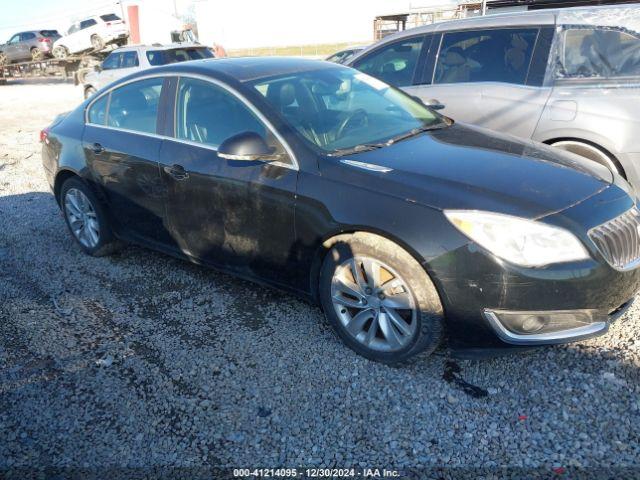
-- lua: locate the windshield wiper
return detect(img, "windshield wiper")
[384,122,449,145]
[327,122,450,157]
[327,143,386,157]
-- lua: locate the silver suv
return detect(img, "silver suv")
[349,5,640,189]
[0,30,60,65]
[84,43,214,98]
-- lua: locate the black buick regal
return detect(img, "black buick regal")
[42,58,640,362]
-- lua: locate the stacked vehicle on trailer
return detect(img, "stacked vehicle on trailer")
[0,13,129,83]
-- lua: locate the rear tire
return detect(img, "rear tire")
[60,177,120,257]
[91,35,104,52]
[319,233,444,364]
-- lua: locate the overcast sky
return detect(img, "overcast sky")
[0,0,194,43]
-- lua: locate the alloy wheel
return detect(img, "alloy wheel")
[31,48,43,62]
[64,188,100,248]
[331,256,418,352]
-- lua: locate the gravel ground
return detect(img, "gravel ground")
[0,81,640,478]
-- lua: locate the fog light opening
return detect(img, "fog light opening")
[522,315,549,333]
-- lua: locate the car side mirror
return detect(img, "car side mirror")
[218,132,282,162]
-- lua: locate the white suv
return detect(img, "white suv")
[53,13,129,58]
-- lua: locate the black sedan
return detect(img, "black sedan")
[42,58,640,362]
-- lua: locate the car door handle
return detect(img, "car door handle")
[164,165,189,180]
[91,143,104,155]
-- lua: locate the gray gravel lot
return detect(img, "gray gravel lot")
[0,81,640,478]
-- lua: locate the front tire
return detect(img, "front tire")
[60,177,119,257]
[319,233,444,364]
[31,47,44,62]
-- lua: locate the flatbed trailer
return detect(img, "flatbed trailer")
[0,49,111,85]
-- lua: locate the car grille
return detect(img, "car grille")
[589,207,640,270]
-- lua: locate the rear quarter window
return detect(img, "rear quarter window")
[556,27,640,79]
[87,95,109,125]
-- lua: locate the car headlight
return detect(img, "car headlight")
[444,210,589,267]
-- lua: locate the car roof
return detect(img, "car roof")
[120,42,209,52]
[128,57,346,82]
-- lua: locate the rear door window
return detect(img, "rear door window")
[433,28,539,85]
[556,28,640,78]
[353,36,424,87]
[176,78,267,147]
[107,78,164,133]
[87,95,109,125]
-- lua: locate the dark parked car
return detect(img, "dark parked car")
[0,30,60,65]
[42,58,640,362]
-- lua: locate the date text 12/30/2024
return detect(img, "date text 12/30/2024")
[233,468,400,478]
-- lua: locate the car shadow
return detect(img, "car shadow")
[0,187,640,476]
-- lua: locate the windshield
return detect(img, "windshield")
[147,47,213,66]
[250,68,443,153]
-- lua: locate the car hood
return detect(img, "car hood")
[325,124,613,218]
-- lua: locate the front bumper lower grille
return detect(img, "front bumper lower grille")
[589,207,640,270]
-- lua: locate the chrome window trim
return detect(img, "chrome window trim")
[84,72,300,171]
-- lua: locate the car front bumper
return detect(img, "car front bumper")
[426,187,640,349]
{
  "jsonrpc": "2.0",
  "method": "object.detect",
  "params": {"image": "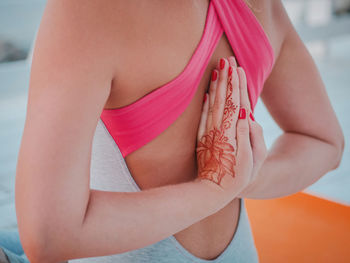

----------

## [Job]
Could you format every line of the rows above as a Markdown table with a No. column for the line number and a Line column for the text, skipping any blank lines and leaving the pictures out?

## [Output for this task]
| No. | Line |
|---|---|
| 1 | -- lua: locate the windshield wiper |
| 2 | return detect(img, "windshield wiper") |
| 3 | [384,122,449,145] |
| 4 | [327,122,450,157] |
| 5 | [327,143,386,157] |
| 6 | -- lua: locate the silver suv |
| 7 | return detect(img, "silver suv") |
| 8 | [349,5,640,189] |
| 9 | [0,30,60,65] |
| 10 | [84,43,214,98] |
| 11 | -- lua: locate the black buick regal |
| 12 | return detect(img, "black buick regal") |
| 13 | [42,58,640,362] |
| 14 | -- lua: locate the stacked vehicle on trailer |
| 15 | return detect(img, "stacked vehicle on trailer") |
| 16 | [0,13,129,83] |
| 17 | -- lua: locate the rear tire |
| 18 | return detect(img, "rear tire") |
| 19 | [60,177,120,257] |
| 20 | [91,35,104,52] |
| 21 | [319,233,444,364] |
| 22 | -- lua: locate the overcast sky |
| 23 | return detect(img, "overcast sky") |
| 24 | [0,0,194,43] |
| 25 | -- lua: locate the alloy wheel |
| 26 | return detect(img, "alloy wheel") |
| 27 | [31,48,43,62] |
| 28 | [64,188,100,248] |
| 29 | [331,256,418,352] |
| 30 | -- lua: locate the gravel ground |
| 31 | return detect(img, "gravel ground") |
| 32 | [0,81,640,478] |
| 33 | -- lua: locate the fog light opening |
| 34 | return detect(img, "fog light opening") |
| 35 | [522,315,549,333] |
| 36 | -- lua: locate the car side mirror |
| 37 | return detect(img, "car side mirror") |
| 38 | [218,132,282,162] |
| 39 | -- lua: locate the white suv |
| 40 | return detect(img, "white suv") |
| 41 | [53,13,129,58] |
| 42 | -- lua: locate the black sedan |
| 43 | return detect(img, "black sedan") |
| 44 | [42,58,640,362] |
| 45 | -- lua: locate the car door handle |
| 46 | return detect(img, "car door handle") |
| 47 | [164,165,189,180] |
| 48 | [91,143,104,155] |
| 49 | -- lua: locate the gray gravel lot |
| 50 | return detect(img, "gray gravel lot") |
| 51 | [0,81,640,478] |
| 52 | -- lua: locate the front tire |
| 53 | return detect(img, "front tire") |
| 54 | [60,177,119,257] |
| 55 | [319,233,444,364] |
| 56 | [31,47,44,62] |
| 57 | -- lua: locate the flatbed trailer |
| 58 | return detect(img, "flatbed trailer") |
| 59 | [0,49,111,85] |
| 60 | -- lua: locate the car grille |
| 61 | return detect(img, "car grille") |
| 62 | [589,207,640,270] |
| 63 | -- lua: locate the rear quarter window |
| 64 | return detect(img, "rear quarter window") |
| 65 | [556,27,640,79] |
| 66 | [87,95,109,125] |
| 67 | -- lua: locate the car headlight |
| 68 | return detect(img, "car headlight") |
| 69 | [444,210,589,267] |
| 70 | -- lua: locate the car roof |
| 71 | return detect(img, "car roof") |
| 72 | [120,42,209,52] |
| 73 | [128,57,346,82] |
| 74 | -- lua: locate the rear door window |
| 75 | return detect(img, "rear door window") |
| 76 | [433,28,539,85] |
| 77 | [556,28,640,78] |
| 78 | [353,36,424,87] |
| 79 | [176,78,267,147] |
| 80 | [107,78,164,133] |
| 81 | [87,95,109,125] |
| 82 | -- lua: locate the dark parked car |
| 83 | return detect(img, "dark parked car") |
| 84 | [0,30,60,65] |
| 85 | [42,58,640,362] |
| 86 | -- lua: locate the date text 12/30/2024 |
| 87 | return detect(img, "date text 12/30/2024") |
| 88 | [233,468,400,478] |
| 89 | -- lua: locate the car shadow |
| 90 | return detect(img, "car shadow") |
| 91 | [0,187,640,476] |
| 92 | -- lua: locate the windshield |
| 93 | return detect(img, "windshield") |
| 94 | [147,47,213,66] |
| 95 | [250,68,443,153] |
| 96 | -- lua: locate the car hood |
| 97 | return detect(img, "car hood") |
| 98 | [325,124,613,218] |
| 99 | -- lua: locate the front bumper lower grille |
| 100 | return detect(img, "front bumper lower grille") |
| 101 | [589,207,640,270] |
| 102 | -- lua: locate the chrome window trim |
| 103 | return detect(img, "chrome window trim") |
| 104 | [84,72,300,171] |
| 105 | -- lua: locate the car front bumper |
| 106 | return detect(img, "car front bumper") |
| 107 | [426,187,640,349] |
| 108 | { |
| 109 |   "jsonrpc": "2.0", |
| 110 |   "method": "object.detect", |
| 111 |   "params": {"image": " |